Above: Melissa Carcone of Portsmouth takes the helm of the 65-foot Team SCA boat during a pro-am race in Newport Harbor last week. Skipper Sam Davies (at right) looks on.

PORTSMOUTH — On Thursday, Melissa Carcone briefly took the helm of a 65-foot monohull in Newport Harbor as she competed in a pro-am race with Team SCA, the all-female crew that’s competing in the Volvo Ocean Race.

The Portsmouth High School junior is hoping the race is a sign of things to come, as her ultimate goal is to sail around the world just as her heroes aboard the SCA boat are doing now.

“I know you need a lot of training,” said Melissa, a member of the high school sailing team who received a special invitation to get some hands-on experience with the SCA crew during its stopover in Newport. “You have to be one of the top sailors in the world to do that. I’m going to do everything I can and take every opportunity so I can be as good as I can. One day — I’m hoping.”


 

View photos here of the Volvo Ocean Race teams as they started Leg 7 and their voyage to Lisbon, Portugal on Sunday.


 

Speaking from the Team SCA pavilion at Fort Adams in Newport shortly before the race, Melissa said she first stumbled upon this golden opportunity last year, when Team SCA came to Newport for a practice leg. Only the female underclassmen members of the sailing team could go, and Melissa was the only one who fit that qualification.

Melissa took a tour of the boat while it was in port. “That’s when I started getting interested in the race because I didn’t know about it beforehand. When I started hearing about it, I thought it was really interesting because my dream is to be part of Olympic sailing, and I hadn’t heard about SCA.”

▬▬▬

Exercise requirements -
A) In the sailing article, repeat the passage from "PORTSMOUTH — On Thursday, Melissa" up to and including "Lisbon, Portugal on Sunday.".
B) Condense the paragraph of the sailing article that begins "Speaking from the Team SCA pavilion" into a shorter version that keeps its main facts.
C) Translate this sentence from the sailing article into Spanish: "Melissa took a tour of the boat while it was in port."

▬▬▬

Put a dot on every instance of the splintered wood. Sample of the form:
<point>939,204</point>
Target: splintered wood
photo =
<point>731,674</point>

▬▬▬

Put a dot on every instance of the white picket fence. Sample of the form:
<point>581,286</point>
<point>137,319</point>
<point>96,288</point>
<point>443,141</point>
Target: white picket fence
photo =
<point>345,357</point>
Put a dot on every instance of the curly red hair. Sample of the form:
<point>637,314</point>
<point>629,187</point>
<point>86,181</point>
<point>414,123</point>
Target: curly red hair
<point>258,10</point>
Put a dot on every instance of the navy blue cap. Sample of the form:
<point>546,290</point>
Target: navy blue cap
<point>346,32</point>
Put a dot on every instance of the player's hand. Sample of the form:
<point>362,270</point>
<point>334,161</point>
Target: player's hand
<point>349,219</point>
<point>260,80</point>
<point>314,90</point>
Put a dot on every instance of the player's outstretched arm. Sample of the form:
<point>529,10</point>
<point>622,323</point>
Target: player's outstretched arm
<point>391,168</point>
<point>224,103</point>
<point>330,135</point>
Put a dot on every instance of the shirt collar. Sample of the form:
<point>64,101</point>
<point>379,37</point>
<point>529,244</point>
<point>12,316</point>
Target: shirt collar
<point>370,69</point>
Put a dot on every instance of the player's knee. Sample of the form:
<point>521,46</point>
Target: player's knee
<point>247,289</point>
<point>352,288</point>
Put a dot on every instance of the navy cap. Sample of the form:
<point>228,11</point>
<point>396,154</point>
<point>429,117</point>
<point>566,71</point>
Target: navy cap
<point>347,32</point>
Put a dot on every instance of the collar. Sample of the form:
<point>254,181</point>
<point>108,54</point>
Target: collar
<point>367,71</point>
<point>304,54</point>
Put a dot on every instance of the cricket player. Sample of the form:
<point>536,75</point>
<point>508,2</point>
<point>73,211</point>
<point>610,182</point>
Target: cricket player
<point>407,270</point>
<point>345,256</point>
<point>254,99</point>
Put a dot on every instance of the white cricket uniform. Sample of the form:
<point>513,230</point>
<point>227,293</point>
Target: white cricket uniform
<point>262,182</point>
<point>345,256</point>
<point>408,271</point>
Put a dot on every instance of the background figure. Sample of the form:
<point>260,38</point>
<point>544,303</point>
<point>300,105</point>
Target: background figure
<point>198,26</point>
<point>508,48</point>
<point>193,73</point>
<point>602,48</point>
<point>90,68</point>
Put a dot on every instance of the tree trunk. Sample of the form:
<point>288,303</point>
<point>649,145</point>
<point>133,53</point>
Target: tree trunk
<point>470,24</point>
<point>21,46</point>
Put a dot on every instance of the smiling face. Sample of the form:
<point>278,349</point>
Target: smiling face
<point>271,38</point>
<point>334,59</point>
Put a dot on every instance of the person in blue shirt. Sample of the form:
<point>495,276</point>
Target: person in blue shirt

▬▬▬

Exercise responses -
A)
PORTSMOUTH — On Thursday, Melissa Carcone briefly took the helm of a 65-foot monohull in Newport Harbor as she competed in a pro-am race with Team SCA, the all-female crew that’s competing in the Volvo Ocean Race.

The Portsmouth High School junior is hoping the race is a sign of things to come, as her ultimate goal is to sail around the world just as her heroes aboard the SCA boat are doing now.

“I know you need a lot of training,” said Melissa, a member of the high school sailing team who received a special invitation to get some hands-on experience with the SCA crew during its stopover in Newport. “You have to be one of the top sailors in the world to do that. I’m going to do everything I can and take every opportunity so I can be as good as I can. One day — I’m hoping.”


 

View photos here of the Volvo Ocean Race teams as they started Leg 7 and their voyage to Lisbon, Portugal on Sunday.

B) Shortly before the race, at the Team SCA pavilion at Fort Adams in Newport, Melissa said she found this opportunity last year, when Team SCA visited Newport for a practice leg. Only female underclassmen on the sailing team could go, and Melissa was the only one who qualified.

C) Melissa recorrió el barco mientras estaba en el puerto.